### YOUR INSTRUCTIONS
Copy out every line below without alteration.

### RECORDS FOR THIS EXERCISE
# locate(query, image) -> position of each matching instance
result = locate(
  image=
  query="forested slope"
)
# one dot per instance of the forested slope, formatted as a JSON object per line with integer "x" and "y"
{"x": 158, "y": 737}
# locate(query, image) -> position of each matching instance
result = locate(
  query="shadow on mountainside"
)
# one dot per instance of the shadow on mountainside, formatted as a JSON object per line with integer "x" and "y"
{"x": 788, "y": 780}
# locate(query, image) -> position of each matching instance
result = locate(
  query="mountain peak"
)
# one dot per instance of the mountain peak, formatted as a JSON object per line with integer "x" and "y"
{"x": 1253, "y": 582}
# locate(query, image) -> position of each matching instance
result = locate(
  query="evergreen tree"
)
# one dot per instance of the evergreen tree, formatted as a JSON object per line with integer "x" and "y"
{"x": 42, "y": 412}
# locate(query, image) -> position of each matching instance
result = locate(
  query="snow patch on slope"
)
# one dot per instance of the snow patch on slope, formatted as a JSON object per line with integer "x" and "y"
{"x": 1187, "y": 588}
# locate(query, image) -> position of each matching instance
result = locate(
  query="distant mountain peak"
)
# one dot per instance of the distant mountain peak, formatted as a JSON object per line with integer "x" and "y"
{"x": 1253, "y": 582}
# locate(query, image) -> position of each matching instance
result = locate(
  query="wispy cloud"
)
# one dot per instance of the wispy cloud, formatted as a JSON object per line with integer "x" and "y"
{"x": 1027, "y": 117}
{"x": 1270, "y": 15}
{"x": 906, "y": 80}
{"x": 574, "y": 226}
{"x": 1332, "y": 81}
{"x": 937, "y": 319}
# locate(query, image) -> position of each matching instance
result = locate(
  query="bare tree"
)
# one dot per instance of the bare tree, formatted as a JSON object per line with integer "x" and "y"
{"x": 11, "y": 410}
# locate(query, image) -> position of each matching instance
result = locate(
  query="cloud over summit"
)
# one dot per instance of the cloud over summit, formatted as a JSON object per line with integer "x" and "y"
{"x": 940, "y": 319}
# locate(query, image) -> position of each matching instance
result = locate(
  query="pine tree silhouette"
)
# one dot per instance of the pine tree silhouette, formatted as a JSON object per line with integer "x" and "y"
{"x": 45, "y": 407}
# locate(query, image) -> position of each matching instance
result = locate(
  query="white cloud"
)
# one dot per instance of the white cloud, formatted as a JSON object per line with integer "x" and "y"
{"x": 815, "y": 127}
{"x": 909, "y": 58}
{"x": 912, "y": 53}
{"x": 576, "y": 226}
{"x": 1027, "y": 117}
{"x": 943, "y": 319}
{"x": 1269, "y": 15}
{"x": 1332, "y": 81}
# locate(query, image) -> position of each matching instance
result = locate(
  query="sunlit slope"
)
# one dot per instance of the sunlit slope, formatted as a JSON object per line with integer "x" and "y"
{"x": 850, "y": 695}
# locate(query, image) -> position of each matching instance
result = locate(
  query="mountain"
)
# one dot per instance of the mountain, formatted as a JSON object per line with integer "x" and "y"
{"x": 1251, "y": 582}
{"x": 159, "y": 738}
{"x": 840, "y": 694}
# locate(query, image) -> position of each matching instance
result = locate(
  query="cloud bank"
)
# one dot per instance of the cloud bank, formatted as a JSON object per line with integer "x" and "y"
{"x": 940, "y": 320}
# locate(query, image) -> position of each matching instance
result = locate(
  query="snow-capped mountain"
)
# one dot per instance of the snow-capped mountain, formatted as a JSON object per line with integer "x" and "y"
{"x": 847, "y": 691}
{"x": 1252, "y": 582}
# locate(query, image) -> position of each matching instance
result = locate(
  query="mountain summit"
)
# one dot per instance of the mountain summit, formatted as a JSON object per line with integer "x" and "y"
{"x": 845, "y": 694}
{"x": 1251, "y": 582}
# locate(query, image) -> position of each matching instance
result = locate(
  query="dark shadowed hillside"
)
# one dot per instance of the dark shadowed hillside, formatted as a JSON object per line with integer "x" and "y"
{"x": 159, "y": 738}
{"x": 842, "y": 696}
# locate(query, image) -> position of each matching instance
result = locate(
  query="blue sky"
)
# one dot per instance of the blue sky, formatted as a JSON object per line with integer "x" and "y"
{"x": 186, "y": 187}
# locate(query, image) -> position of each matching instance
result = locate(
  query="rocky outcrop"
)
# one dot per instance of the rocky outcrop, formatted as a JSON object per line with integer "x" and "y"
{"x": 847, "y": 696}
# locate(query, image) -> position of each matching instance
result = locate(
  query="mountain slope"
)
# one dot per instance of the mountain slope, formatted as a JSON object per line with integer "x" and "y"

### EXERCISE ANSWER
# locate(query, image) -> position of each matching instance
result = locate(
  image=
  query="forested slope"
)
# one dot per instance of the forested slope, formatted as a JSON object per line with integer "x" and "y"
{"x": 158, "y": 737}
# locate(query, image) -> position of each matching instance
result = locate(
  query="shadow on mountainside"
)
# one dot per instance of the shadow on mountainside, formatted as a JSON object per line with integer "x" and "y"
{"x": 788, "y": 780}
# locate(query, image) -> position of each matching instance
result = locate(
  query="mountain peak"
)
# one dot per instance of the mountain peak, formatted as a JSON object per line with integer "x" and "y"
{"x": 1253, "y": 582}
# locate(query, image) -> position of each matching instance
result = locate(
  query="evergreen tree"
)
# one dot per instance of the evergreen tree, formatted as a JSON object per line with integer "x" and "y"
{"x": 42, "y": 412}
# locate(query, image) -> position of each matching instance
result = locate(
  query="snow patch on slope"
)
# one dot per instance of the snow patch on slope, formatted as a JSON object per line with integer "x" and "y"
{"x": 1187, "y": 588}
# locate(query, image) -> position of each matching instance
result = locate(
  query="distant mountain peak"
)
# one dot per instance of the distant mountain peak, formatted as a JSON object per line with integer "x" and "y"
{"x": 1253, "y": 582}
# locate(query, image) -> position of each matching instance
result = locate(
  query="wispy cloud"
)
# one dot per instance of the wispy cloud, formatted as a JSON object per line with integer "x" and "y"
{"x": 1027, "y": 117}
{"x": 1270, "y": 15}
{"x": 906, "y": 80}
{"x": 574, "y": 226}
{"x": 1332, "y": 81}
{"x": 937, "y": 319}
# locate(query, image) -> position of each matching instance
result = locate(
  query="bare tree"
)
# one dot per instance of the bare tree, formatted as a JSON object per line with integer "x" and "y"
{"x": 11, "y": 410}
# locate(query, image) -> position of each matching instance
result = locate(
  query="cloud over summit"
)
# one dot per instance of the cloud over summit, formatted as a JSON object per line with integer "x" and "y"
{"x": 940, "y": 319}
# locate(query, image) -> position of each matching instance
result = locate(
  query="pine tree silhouette"
)
# one dot per instance of the pine tree silhouette, formatted as a JSON object per line with integer "x" and "y"
{"x": 45, "y": 407}
# locate(query, image) -> position of each matching instance
result = locate(
  query="white cloud"
)
# one dot per instance of the white cloud, formatted as a JSON object per line with integer "x" and "y"
{"x": 815, "y": 127}
{"x": 909, "y": 58}
{"x": 912, "y": 53}
{"x": 576, "y": 226}
{"x": 1027, "y": 117}
{"x": 943, "y": 319}
{"x": 1269, "y": 15}
{"x": 1332, "y": 81}
# locate(query, image) -> position of each matching instance
result = locate(
  query="sunlit slope"
)
# one dot per instance of the sunlit slope, formatted as a JSON object per line with integer "x" and "y"
{"x": 850, "y": 695}
# locate(query, image) -> position of each matching instance
result = locate(
  query="mountain"
)
# one dot per instance of the mountain, formatted as a JSON object per line with integer "x" and "y"
{"x": 1251, "y": 582}
{"x": 159, "y": 738}
{"x": 840, "y": 694}
# locate(query, image) -> position of each matching instance
result = locate(
  query="cloud bank"
)
# one dot per instance of the cloud bank, formatted as a JSON object per line with integer "x" and "y"
{"x": 940, "y": 320}
# locate(query, image) -> position of each matching instance
result = locate(
  query="snow-capped mountain"
)
# one dot per instance of the snow-capped mountain, formatted as a JSON object per line with integer "x" and "y"
{"x": 847, "y": 691}
{"x": 1252, "y": 582}
# locate(query, image) -> position of each matching instance
result = locate(
  query="mountain summit"
)
# one dot per instance of the mountain summit, formatted as a JSON object per line with integer "x" and "y"
{"x": 845, "y": 694}
{"x": 1251, "y": 582}
# locate(query, image) -> position of each matching instance
result = locate(
  query="dark shadowed hillside"
)
# one dot per instance of the dark shadowed hillside, formatted as a JSON object per line with integer "x" and "y"
{"x": 159, "y": 738}
{"x": 842, "y": 696}
# locate(query, image) -> position of each matching instance
result = locate(
  query="blue sky"
)
# one dot per instance of the blue sky, formatted as a JSON object per line with integer "x" and "y"
{"x": 186, "y": 187}
# locate(query, image) -> position of each matching instance
result = locate(
  query="rocky outcrop"
)
# one dot per instance of the rocky outcrop, formatted as a JSON object per line with integer "x" and "y"
{"x": 847, "y": 696}
# locate(query, image) -> position of each matching instance
result = locate(
  query="mountain slope"
)
# one dot per instance of the mountain slope, formatted as a JSON object per line with integer "x" and "y"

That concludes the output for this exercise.